Stored rows
# # # # #

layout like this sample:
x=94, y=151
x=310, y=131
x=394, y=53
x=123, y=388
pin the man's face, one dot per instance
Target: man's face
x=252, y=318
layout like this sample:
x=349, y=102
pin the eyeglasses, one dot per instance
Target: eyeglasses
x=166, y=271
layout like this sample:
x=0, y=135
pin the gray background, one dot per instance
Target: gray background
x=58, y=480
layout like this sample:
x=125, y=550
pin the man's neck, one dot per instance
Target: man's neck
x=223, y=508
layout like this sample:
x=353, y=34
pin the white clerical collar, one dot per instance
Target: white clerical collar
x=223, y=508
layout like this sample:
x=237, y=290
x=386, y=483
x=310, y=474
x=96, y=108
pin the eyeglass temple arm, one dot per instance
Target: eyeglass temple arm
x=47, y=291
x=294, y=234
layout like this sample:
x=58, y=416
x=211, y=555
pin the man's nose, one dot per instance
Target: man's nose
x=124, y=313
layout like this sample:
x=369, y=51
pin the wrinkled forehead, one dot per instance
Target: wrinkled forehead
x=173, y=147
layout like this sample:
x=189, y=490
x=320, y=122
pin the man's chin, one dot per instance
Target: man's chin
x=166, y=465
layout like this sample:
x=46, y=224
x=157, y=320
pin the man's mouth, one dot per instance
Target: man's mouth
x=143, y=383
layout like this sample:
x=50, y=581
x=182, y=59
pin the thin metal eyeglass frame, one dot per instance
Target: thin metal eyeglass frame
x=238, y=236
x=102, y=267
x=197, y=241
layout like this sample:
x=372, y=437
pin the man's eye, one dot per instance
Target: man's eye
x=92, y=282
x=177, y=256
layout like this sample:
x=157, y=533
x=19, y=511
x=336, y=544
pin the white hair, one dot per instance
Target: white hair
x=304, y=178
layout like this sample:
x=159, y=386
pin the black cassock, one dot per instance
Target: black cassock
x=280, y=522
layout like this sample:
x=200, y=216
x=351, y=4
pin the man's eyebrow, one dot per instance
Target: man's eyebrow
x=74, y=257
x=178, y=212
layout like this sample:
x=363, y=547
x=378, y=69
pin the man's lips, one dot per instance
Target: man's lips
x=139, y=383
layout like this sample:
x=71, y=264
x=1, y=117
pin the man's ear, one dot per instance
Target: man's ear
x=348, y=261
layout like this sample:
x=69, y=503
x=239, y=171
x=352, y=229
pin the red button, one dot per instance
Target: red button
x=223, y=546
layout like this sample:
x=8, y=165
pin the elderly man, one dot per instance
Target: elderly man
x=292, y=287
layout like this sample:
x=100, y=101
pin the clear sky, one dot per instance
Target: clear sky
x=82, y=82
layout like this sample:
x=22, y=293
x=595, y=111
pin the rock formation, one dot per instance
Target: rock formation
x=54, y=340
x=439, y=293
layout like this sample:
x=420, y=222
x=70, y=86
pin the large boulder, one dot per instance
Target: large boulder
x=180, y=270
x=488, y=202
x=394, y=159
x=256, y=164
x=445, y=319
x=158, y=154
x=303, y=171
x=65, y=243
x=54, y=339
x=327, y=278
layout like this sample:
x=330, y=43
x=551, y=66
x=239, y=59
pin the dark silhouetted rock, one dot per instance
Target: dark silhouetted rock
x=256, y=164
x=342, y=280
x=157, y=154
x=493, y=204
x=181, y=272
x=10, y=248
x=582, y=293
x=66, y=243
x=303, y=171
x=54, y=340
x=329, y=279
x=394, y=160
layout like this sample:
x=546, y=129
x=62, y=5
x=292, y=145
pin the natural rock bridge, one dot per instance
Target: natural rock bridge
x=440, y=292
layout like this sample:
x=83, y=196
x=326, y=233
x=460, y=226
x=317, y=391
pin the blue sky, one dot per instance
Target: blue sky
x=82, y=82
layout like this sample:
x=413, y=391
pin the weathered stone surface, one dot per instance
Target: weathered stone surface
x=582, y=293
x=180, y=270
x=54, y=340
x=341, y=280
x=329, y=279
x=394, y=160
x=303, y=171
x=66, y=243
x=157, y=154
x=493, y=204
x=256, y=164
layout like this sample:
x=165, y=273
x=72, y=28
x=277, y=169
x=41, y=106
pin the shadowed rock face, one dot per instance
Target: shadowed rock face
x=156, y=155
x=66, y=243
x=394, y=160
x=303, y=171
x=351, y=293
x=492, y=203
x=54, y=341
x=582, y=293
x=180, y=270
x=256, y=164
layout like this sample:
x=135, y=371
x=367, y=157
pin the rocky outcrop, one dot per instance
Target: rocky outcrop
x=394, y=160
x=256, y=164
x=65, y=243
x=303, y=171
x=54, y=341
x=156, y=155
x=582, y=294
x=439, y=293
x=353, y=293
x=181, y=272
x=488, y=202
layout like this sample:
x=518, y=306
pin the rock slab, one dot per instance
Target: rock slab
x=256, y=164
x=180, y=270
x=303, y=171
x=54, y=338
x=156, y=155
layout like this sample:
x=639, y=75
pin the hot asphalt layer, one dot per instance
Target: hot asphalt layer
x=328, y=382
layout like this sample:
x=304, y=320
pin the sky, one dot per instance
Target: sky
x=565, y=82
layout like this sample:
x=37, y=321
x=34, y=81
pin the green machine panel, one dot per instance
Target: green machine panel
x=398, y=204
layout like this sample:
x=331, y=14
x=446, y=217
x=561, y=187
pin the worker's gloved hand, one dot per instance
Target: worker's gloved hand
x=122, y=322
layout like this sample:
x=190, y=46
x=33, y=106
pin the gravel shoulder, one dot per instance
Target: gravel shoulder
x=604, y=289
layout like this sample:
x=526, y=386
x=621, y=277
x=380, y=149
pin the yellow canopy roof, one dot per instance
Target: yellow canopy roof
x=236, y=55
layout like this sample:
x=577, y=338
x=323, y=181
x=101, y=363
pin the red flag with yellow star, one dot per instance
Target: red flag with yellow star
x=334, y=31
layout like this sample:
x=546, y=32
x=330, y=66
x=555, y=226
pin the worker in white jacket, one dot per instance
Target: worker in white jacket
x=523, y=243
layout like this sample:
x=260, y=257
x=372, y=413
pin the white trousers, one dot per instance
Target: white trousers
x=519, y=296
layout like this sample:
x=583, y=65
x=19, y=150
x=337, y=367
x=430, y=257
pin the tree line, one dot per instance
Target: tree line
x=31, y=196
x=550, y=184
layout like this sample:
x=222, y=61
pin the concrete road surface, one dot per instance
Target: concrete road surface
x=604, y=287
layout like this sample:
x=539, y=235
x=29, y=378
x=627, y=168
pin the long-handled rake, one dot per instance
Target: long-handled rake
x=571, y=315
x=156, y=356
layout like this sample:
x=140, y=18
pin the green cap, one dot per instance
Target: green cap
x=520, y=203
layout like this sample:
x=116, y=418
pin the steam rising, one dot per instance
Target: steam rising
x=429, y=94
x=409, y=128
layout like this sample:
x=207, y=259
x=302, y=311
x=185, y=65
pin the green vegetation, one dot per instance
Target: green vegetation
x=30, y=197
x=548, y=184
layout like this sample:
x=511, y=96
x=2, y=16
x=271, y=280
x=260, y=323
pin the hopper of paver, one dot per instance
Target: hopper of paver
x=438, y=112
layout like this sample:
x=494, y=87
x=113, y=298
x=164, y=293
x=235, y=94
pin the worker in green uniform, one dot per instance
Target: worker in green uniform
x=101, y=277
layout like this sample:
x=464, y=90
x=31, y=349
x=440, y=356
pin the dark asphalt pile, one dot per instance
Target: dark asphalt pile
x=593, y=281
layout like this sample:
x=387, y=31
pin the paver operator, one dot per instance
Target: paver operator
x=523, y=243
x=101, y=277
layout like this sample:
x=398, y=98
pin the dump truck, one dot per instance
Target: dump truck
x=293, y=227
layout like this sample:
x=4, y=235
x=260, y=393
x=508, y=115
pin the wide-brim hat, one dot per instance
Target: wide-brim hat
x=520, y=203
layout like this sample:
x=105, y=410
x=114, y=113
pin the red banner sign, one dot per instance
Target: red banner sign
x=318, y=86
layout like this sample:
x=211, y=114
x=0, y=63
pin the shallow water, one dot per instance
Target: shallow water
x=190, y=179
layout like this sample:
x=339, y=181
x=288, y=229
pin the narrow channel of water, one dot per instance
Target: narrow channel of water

# # # # #

Copy every line in the rows above that contains the word "channel", matching its case exactly.

Solved exercise
pin the narrow channel of water, one dot per instance
Target: narrow channel of water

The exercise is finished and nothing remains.